(Phrase grounding data)
########################################
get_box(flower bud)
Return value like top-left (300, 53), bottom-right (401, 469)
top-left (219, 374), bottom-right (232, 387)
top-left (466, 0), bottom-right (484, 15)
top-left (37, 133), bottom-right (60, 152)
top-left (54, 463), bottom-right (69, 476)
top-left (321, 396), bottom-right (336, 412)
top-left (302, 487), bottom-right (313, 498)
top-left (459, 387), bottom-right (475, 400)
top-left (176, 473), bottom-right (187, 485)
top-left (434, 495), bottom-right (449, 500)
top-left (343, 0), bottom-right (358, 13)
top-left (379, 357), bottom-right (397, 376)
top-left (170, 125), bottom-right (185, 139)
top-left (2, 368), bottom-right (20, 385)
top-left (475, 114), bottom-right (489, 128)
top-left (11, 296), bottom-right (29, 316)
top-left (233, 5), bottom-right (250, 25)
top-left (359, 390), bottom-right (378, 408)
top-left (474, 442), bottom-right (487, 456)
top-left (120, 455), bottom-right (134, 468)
########################################
**HOW TO COMPLETE THIS TASK:** I'd like all of the entries written out again exactly as they appear above.

**EXERCISE OUTPUT:**
get_box(flower bud)
Return value like top-left (300, 53), bottom-right (401, 469)
top-left (219, 374), bottom-right (232, 387)
top-left (466, 0), bottom-right (484, 15)
top-left (37, 133), bottom-right (60, 152)
top-left (54, 463), bottom-right (69, 476)
top-left (321, 396), bottom-right (336, 412)
top-left (302, 487), bottom-right (313, 498)
top-left (459, 387), bottom-right (475, 400)
top-left (176, 473), bottom-right (187, 485)
top-left (434, 495), bottom-right (449, 500)
top-left (343, 0), bottom-right (358, 13)
top-left (379, 357), bottom-right (397, 376)
top-left (170, 125), bottom-right (185, 139)
top-left (2, 368), bottom-right (20, 385)
top-left (475, 114), bottom-right (489, 128)
top-left (11, 296), bottom-right (29, 316)
top-left (233, 5), bottom-right (250, 25)
top-left (359, 390), bottom-right (378, 408)
top-left (474, 442), bottom-right (487, 456)
top-left (120, 455), bottom-right (134, 468)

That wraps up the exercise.